:: Page ::

Singleton Design Pattern:
How to Use It In Test Automation

In this article, you will learn about the Singleton pattern and, more importantly, how to apply it in a test automation framework. We will be using Java and Selenium WebDriver for demonstration purposes. However, you may use a different programming language or test automation tool to accomplish the same.

 

I am a Lead Software Developer Engineer in Test (SDET) with over nine years of software testing experience in the e-commerce, engineering, insurance, and workforce intelligence domains. My experience consists of leading teams of varying sizes, and I possess vast experience testing web and mobile applications, APIs, load and performance, and much more. I am also a Selenium Conference speaker, coach, influencer, and blogger on all things software testing. Helping others succeed makes me happy. For this reason, I founded automateNow, and my main goal is to help as many aspiring engineers as possible to make their dreams a reality.
In my spare time, I enjoy running, biking, hiking, and working on cars. As well as adding to my book collection on history, philosophy, religion, finance, and other personal development books.

We will be using Java and Selenium WebDriver for demonstration purposes. However, you may use a different programming language or test automation tool to accomplish the same.

Design patterns history

A team of four computer scientists (Erich Gamma, Richard Helm, Ralph Johnson, and John Vlissides) known as The Gang of Four (GoF) introduced what we now know as software design patterns back in the mid-1990s.

We can use these design patterns to develop reusable object-oriented software.

Moreover, Christopher Alexander, an Austrian-born British-American architect and design theorist, and his colleagues may have been the first to propose the idea of using a pattern language to architect buildings and cities.

What is the Singleton pattern?

I have made a video on this topic, which you can find here.

There are 23 software design patterns, which fall under three categories.

  1. Creational Patterns
  2. Structural Patterns
  3. Behavioral Patterns

The Singleton pattern falls under the Creational Patterns category, and its intent is the following.

Ensure a class only has one instance and provide a global point of access to it.

It should be noted that using the Singleton pattern in combination with other patterns is typical.

The elephant in the room 🐘🏠

If you have made it this far, you are either genuinely interested in learning how to use Singleton in test automation or are laughing hysterically, saying, “why in the world would you want to use Singleton…don’t you know it’s an anti-pattern?!”.

You will hear people say the following things about Singleton:
  • It violates the Dependency Inversion Principle.
  • It violates the Single Responsibility Principle.
  • It cannot be used with multi-threading.
  • It is tightly coupled.
  • It is difficult to test.

:::
:: Dataset excerpts ::

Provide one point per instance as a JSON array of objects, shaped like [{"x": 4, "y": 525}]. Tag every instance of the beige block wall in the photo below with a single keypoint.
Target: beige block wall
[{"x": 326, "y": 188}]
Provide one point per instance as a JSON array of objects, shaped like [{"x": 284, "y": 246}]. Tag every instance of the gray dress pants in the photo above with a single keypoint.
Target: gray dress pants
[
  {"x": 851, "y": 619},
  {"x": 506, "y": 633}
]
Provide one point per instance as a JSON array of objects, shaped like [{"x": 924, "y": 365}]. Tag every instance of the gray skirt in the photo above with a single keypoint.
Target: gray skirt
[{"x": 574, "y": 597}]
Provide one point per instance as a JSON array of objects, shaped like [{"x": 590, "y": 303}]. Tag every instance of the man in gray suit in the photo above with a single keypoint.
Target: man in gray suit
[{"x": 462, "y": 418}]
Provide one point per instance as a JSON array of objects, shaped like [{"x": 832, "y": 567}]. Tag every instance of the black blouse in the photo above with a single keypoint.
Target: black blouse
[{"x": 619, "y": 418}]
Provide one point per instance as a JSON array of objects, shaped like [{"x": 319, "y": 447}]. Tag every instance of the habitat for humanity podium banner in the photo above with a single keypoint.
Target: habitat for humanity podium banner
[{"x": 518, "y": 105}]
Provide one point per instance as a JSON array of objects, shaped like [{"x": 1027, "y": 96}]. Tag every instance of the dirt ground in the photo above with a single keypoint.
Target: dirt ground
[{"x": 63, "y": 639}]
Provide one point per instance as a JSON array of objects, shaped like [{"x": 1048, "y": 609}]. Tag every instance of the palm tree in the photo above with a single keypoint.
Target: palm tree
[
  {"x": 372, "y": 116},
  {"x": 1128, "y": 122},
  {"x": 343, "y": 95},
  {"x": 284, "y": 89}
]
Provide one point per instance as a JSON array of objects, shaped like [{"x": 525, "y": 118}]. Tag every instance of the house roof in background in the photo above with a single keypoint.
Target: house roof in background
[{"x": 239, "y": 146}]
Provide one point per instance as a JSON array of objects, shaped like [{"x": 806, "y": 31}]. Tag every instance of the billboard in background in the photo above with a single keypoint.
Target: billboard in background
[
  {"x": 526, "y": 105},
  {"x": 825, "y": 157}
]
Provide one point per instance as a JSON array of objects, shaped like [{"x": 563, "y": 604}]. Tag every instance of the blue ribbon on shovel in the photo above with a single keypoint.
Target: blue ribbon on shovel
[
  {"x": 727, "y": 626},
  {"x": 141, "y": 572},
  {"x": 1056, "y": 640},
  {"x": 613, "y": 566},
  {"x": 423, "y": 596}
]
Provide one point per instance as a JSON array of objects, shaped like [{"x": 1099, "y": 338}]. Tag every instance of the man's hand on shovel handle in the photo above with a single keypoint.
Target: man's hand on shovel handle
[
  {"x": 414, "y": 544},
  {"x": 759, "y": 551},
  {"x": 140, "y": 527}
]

:::

**To be done:**
1 - Echo the Singleton article word for word from "Design patterns history" to "under three categories.".
2 - Answer these questions from the Singleton article:
(a) How many software design patterns are there?
(b) Which programming language is used for demonstration?
(c) What name was the team of four computer scientists known by?
3 - List every criticism of Singleton that the Singleton article says people will make.
Answer from the Singleton article alone, not from the data.

**Completed exercise:**
1 -
Design patterns history

A team of four computer scientists (Erich Gamma, Richard Helm, Ralph Johnson, and John Vlissides) known as The Gang of Four (GoF) introduced what we now know as software design patterns back in the mid-1990s.

We can use these design patterns to develop reusable object-oriented software.

Moreover, Christopher Alexander, an Austrian-born British-American architect and design theorist, and his colleagues may have been the first to propose the idea of using a pattern language to architect buildings and cities.

What is the Singleton pattern?

I have made a video on this topic, which you can find here.

There are 23 software design patterns, which fall under three categories.

2 -
(a) 23
(b) Java
(c) The Gang of Four (GoF)

3 -
- It violates the Dependency Inversion Principle.
- It violates the Single Responsibility Principle.
- It cannot be used with multi-threading.
- It is tightly coupled.
- It is difficult to test.